Set down every record once more, exactly as given.

Dataset rows on where objects appear -
╭──

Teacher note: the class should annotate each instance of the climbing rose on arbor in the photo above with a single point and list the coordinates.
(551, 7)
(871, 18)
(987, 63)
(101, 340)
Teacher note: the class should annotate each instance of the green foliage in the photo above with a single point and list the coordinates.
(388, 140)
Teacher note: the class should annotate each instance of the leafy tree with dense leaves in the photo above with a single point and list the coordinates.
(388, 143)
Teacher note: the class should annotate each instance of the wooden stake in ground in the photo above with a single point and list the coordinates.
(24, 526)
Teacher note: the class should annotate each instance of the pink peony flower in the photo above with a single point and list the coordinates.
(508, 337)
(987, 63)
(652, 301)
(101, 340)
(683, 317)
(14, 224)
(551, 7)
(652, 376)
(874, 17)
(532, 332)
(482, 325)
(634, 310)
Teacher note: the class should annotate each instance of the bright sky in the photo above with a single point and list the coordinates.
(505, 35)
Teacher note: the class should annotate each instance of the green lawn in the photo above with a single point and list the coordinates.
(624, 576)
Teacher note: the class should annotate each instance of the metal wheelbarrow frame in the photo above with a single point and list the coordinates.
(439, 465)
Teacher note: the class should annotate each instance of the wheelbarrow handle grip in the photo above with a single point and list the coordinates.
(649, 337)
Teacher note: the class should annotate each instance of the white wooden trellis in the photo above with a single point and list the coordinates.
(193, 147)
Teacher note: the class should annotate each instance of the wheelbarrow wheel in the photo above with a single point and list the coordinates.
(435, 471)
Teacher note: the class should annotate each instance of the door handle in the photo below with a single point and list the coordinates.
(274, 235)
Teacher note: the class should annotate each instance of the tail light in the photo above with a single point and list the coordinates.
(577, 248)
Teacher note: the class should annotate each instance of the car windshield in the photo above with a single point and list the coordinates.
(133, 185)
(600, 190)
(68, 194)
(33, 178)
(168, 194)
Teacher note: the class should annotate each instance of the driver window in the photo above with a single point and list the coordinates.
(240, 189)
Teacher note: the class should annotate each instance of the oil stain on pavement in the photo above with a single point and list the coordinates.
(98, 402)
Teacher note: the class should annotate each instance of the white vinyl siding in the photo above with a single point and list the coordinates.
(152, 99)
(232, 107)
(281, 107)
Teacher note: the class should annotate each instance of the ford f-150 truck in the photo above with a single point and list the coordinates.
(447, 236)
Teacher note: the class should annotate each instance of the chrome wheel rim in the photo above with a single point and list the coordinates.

╰──

The reply -
Teacher note: the class should annotate each instance of the climbing rose on arbor in the photo above with a single point and list the coordinates.
(551, 7)
(871, 18)
(987, 63)
(101, 340)
Teacher note: the class should annotate each instance of the green foliage in the photo above with a single point and list the coordinates.
(388, 140)
Teacher note: the class should annotate each instance of the leafy tree with dense leaves in the photo above with a single point and list the coordinates.
(388, 143)
Teacher note: the class should annotate each instance of the wooden stake in ground in the photo above with a single point and list the coordinates.
(24, 526)
Teacher note: the class should annotate each instance of the pink peony flower in the photo above with a single point and list the coordinates.
(508, 337)
(987, 63)
(652, 301)
(101, 340)
(683, 317)
(14, 224)
(551, 7)
(652, 376)
(874, 17)
(532, 332)
(482, 325)
(634, 310)
Teacher note: the class should annotate each instance of the bright sky in the photo above with a single point and list the coordinates.
(505, 35)
Teacher note: the class should annotate each instance of the green lawn in the photo above with a single point and list the coordinates.
(624, 576)
Teacher note: the class should annotate each instance of the metal wheelbarrow frame in the photo above with a single point and list the coordinates.
(439, 465)
Teacher note: the class should annotate each instance of the wheelbarrow handle grip in the photo above with a single point and list the coordinates.
(649, 337)
Teacher note: the class should annotate each instance of the white wooden trellis in the photo above with a single point and list the coordinates.
(193, 147)
Teacher note: the class should annotate each instance of the wheelbarrow wheel in the photo above with a single point and list the coordinates.
(435, 471)
Teacher note: the class should annotate each instance of the door handle in the photo below with a single point and list the coordinates.
(274, 235)
Teacher note: the class should annotate each instance of the tail light in the photo above with a single point and list the coordinates.
(577, 248)
Teacher note: the class should annotate each instance of the car windshield in the photo above with a single point and list the coordinates.
(133, 185)
(600, 190)
(68, 194)
(33, 178)
(168, 194)
Teacher note: the class should annotate each instance of the driver window in the photo above with a single point and list the coordinates.
(240, 189)
Teacher note: the class should annotate each instance of the oil stain on pavement in the photo above with a single point and list the coordinates.
(98, 402)
Teacher note: the class should annotate each instance of the white vinyl siding in the photo above with a single point and list the coordinates.
(152, 99)
(232, 107)
(281, 107)
Teacher note: the class should annotate each instance of the ford f-150 truck in the photo above with a single point and list the coordinates.
(447, 236)
Teacher note: the class should annotate each instance of the chrome wheel rim in the photo above with a single point and list the coordinates.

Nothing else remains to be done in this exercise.